[Part of a data file]
• • • • •
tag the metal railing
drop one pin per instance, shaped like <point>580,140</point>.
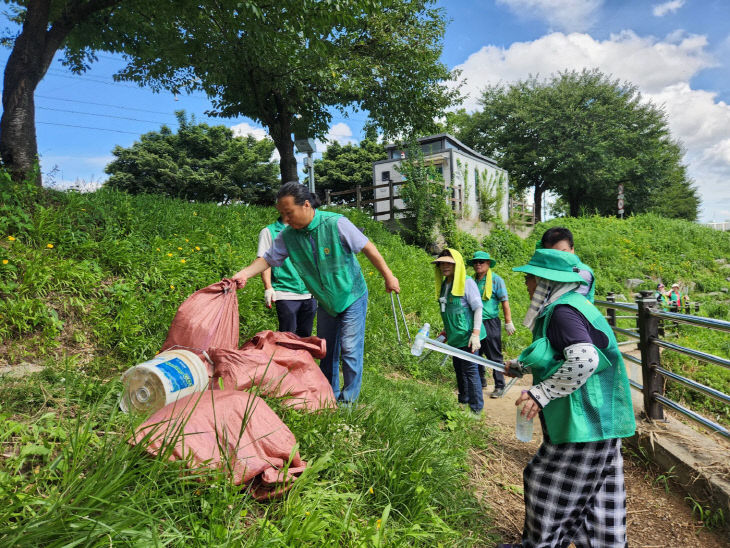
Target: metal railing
<point>648,319</point>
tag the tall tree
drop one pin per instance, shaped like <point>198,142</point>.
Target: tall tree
<point>298,61</point>
<point>580,135</point>
<point>343,167</point>
<point>199,162</point>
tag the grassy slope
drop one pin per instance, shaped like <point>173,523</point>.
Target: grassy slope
<point>102,298</point>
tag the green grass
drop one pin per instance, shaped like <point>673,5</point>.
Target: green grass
<point>90,287</point>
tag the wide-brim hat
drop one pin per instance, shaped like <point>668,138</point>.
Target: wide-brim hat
<point>551,264</point>
<point>481,256</point>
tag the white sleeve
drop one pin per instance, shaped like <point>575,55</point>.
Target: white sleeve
<point>581,361</point>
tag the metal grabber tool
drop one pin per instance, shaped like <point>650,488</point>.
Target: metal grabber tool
<point>423,342</point>
<point>403,317</point>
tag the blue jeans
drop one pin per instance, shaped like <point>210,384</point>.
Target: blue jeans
<point>345,336</point>
<point>468,383</point>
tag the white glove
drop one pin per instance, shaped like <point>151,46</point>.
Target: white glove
<point>474,342</point>
<point>270,296</point>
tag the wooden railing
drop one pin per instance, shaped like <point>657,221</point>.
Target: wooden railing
<point>457,202</point>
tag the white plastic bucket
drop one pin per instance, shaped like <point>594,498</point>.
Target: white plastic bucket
<point>169,376</point>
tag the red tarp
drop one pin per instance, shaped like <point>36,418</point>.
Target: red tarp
<point>280,364</point>
<point>207,319</point>
<point>223,429</point>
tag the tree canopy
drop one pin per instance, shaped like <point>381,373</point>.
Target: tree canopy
<point>343,167</point>
<point>199,162</point>
<point>294,63</point>
<point>580,135</point>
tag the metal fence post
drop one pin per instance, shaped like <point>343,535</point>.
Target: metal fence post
<point>392,200</point>
<point>611,297</point>
<point>650,357</point>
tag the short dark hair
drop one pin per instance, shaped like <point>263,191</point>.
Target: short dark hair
<point>299,192</point>
<point>554,235</point>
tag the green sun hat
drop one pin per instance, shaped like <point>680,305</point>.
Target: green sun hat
<point>481,256</point>
<point>551,264</point>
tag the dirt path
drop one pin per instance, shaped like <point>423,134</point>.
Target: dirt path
<point>655,518</point>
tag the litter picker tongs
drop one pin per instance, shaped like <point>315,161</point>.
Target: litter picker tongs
<point>403,316</point>
<point>422,342</point>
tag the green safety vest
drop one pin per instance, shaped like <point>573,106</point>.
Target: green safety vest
<point>458,320</point>
<point>285,277</point>
<point>592,289</point>
<point>601,408</point>
<point>333,276</point>
<point>491,307</point>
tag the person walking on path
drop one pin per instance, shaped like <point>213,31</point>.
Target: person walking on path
<point>322,246</point>
<point>493,291</point>
<point>461,311</point>
<point>295,306</point>
<point>561,238</point>
<point>574,485</point>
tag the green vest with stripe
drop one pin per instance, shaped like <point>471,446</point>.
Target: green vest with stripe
<point>458,319</point>
<point>601,408</point>
<point>332,274</point>
<point>285,277</point>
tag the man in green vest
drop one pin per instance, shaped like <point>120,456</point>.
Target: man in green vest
<point>494,293</point>
<point>461,311</point>
<point>322,246</point>
<point>574,485</point>
<point>561,238</point>
<point>295,306</point>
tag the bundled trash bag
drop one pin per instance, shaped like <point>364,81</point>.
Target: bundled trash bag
<point>278,364</point>
<point>227,430</point>
<point>207,319</point>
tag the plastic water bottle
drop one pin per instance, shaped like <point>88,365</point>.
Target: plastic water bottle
<point>523,427</point>
<point>421,336</point>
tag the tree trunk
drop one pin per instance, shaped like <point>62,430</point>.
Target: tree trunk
<point>281,133</point>
<point>537,198</point>
<point>28,63</point>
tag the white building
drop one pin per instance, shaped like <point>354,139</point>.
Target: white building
<point>466,172</point>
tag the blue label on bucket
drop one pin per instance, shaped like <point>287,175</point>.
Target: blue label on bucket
<point>177,372</point>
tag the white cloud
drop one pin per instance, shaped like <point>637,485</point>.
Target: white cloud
<point>696,117</point>
<point>660,10</point>
<point>568,15</point>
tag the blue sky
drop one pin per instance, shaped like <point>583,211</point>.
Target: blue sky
<point>675,51</point>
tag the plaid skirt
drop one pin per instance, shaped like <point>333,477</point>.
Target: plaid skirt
<point>574,492</point>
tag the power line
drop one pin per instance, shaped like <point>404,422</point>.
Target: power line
<point>100,115</point>
<point>105,105</point>
<point>87,127</point>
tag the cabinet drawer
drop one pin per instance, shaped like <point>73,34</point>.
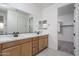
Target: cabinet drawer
<point>35,50</point>
<point>8,44</point>
<point>0,50</point>
<point>23,41</point>
<point>45,36</point>
<point>14,43</point>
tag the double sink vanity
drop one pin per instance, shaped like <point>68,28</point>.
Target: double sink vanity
<point>24,45</point>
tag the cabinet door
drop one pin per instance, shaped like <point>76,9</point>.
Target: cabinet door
<point>26,49</point>
<point>35,46</point>
<point>45,42</point>
<point>41,44</point>
<point>0,50</point>
<point>12,51</point>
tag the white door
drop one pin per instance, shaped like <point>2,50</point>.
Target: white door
<point>76,29</point>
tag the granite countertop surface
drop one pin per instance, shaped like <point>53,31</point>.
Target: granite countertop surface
<point>8,38</point>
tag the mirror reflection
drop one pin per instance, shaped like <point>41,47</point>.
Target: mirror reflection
<point>13,20</point>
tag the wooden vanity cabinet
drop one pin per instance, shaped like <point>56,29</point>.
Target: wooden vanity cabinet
<point>26,48</point>
<point>43,42</point>
<point>35,44</point>
<point>0,50</point>
<point>12,51</point>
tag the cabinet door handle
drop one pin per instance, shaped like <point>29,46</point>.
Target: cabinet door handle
<point>5,54</point>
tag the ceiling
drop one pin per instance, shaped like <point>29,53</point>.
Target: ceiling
<point>43,5</point>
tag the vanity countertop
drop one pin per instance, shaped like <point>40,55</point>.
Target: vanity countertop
<point>8,38</point>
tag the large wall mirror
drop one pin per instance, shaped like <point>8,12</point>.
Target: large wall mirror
<point>13,20</point>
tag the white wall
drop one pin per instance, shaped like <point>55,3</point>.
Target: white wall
<point>17,22</point>
<point>29,8</point>
<point>50,13</point>
<point>4,14</point>
<point>66,33</point>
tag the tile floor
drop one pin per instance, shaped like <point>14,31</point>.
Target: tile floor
<point>51,52</point>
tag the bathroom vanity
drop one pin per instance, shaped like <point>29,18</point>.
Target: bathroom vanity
<point>24,46</point>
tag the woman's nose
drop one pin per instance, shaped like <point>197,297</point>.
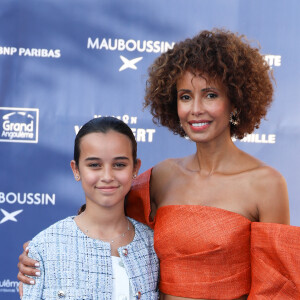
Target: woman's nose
<point>197,107</point>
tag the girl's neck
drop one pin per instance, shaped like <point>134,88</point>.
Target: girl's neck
<point>102,223</point>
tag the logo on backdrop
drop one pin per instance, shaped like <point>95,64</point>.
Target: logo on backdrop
<point>26,199</point>
<point>19,125</point>
<point>9,286</point>
<point>31,52</point>
<point>140,134</point>
<point>129,63</point>
<point>258,138</point>
<point>9,216</point>
<point>129,46</point>
<point>149,46</point>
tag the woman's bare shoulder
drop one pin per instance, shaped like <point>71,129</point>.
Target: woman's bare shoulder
<point>272,197</point>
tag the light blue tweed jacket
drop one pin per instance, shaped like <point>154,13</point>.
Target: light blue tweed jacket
<point>74,266</point>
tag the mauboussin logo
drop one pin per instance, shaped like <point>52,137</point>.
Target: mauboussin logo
<point>19,125</point>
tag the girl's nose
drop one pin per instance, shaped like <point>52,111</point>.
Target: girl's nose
<point>197,107</point>
<point>107,174</point>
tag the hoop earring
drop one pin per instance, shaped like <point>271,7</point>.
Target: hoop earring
<point>234,118</point>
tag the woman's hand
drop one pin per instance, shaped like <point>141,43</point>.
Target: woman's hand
<point>27,266</point>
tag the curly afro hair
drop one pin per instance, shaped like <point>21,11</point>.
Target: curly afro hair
<point>223,56</point>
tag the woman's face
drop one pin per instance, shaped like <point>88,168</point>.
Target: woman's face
<point>203,108</point>
<point>106,168</point>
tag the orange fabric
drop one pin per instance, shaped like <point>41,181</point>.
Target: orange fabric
<point>207,252</point>
<point>204,252</point>
<point>275,261</point>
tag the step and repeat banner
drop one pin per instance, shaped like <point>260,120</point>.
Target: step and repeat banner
<point>65,62</point>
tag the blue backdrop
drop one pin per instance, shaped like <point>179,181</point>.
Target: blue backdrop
<point>64,62</point>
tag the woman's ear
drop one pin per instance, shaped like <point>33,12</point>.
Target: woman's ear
<point>137,167</point>
<point>75,170</point>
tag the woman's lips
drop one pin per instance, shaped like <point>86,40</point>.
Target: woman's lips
<point>199,125</point>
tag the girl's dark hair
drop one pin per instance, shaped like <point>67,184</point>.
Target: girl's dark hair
<point>221,55</point>
<point>103,125</point>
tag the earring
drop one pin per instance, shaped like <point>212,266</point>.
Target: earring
<point>234,118</point>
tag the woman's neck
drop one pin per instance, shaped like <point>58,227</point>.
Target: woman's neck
<point>215,157</point>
• • • • •
> [Set exercise]:
Print only the lines from the one with "tag the girl's nose" to the end of the records, both included.

> [Complete response]:
tag the girl's nose
drop one pin per instance, shaped like <point>52,111</point>.
Target: girl's nose
<point>197,107</point>
<point>107,174</point>
tag the hoop earring
drop one pin per instance, shaped like <point>271,7</point>.
Target: hoop earring
<point>234,118</point>
tag the woman's hand
drop one pin per instance, shaped like <point>141,43</point>.
Target: woman's hand
<point>27,266</point>
tag the curly afro hair
drop one pin per instance, shaped like <point>21,11</point>.
Target: curly afro hair
<point>223,56</point>
tag the woman's face
drop one pin per instance, shaped like <point>88,168</point>.
Target: woman's face
<point>203,108</point>
<point>106,168</point>
tag the orange fabric
drop one pin per instance, shaped like <point>41,181</point>.
Target: orange fabric
<point>207,252</point>
<point>204,252</point>
<point>275,261</point>
tag the step and repeat banner
drop one pin per instance, shaped like <point>260,120</point>.
Target: step and repeat banner
<point>65,62</point>
tag the blue backdrop
drop one pin per instance, shaped like <point>179,181</point>.
Target: blue backdrop
<point>64,62</point>
tag the woman's ear
drop one pin per instance, shaped like <point>33,12</point>.
Target: woman's ear
<point>137,167</point>
<point>75,170</point>
tag the woman's lips
drop one pin per instance, shaped like <point>86,40</point>.
Target: woman's lips
<point>199,125</point>
tag the girl's dark hair
drop one pin per instance, shaped like <point>67,184</point>.
Target: girl's dark hair
<point>221,55</point>
<point>103,125</point>
tag the earring
drop one pin per instance, shaped like <point>212,266</point>.
Target: earring
<point>234,118</point>
tag the woman's neck
drop one pin per instance, shaped like <point>58,227</point>.
Target: woman's neck
<point>215,157</point>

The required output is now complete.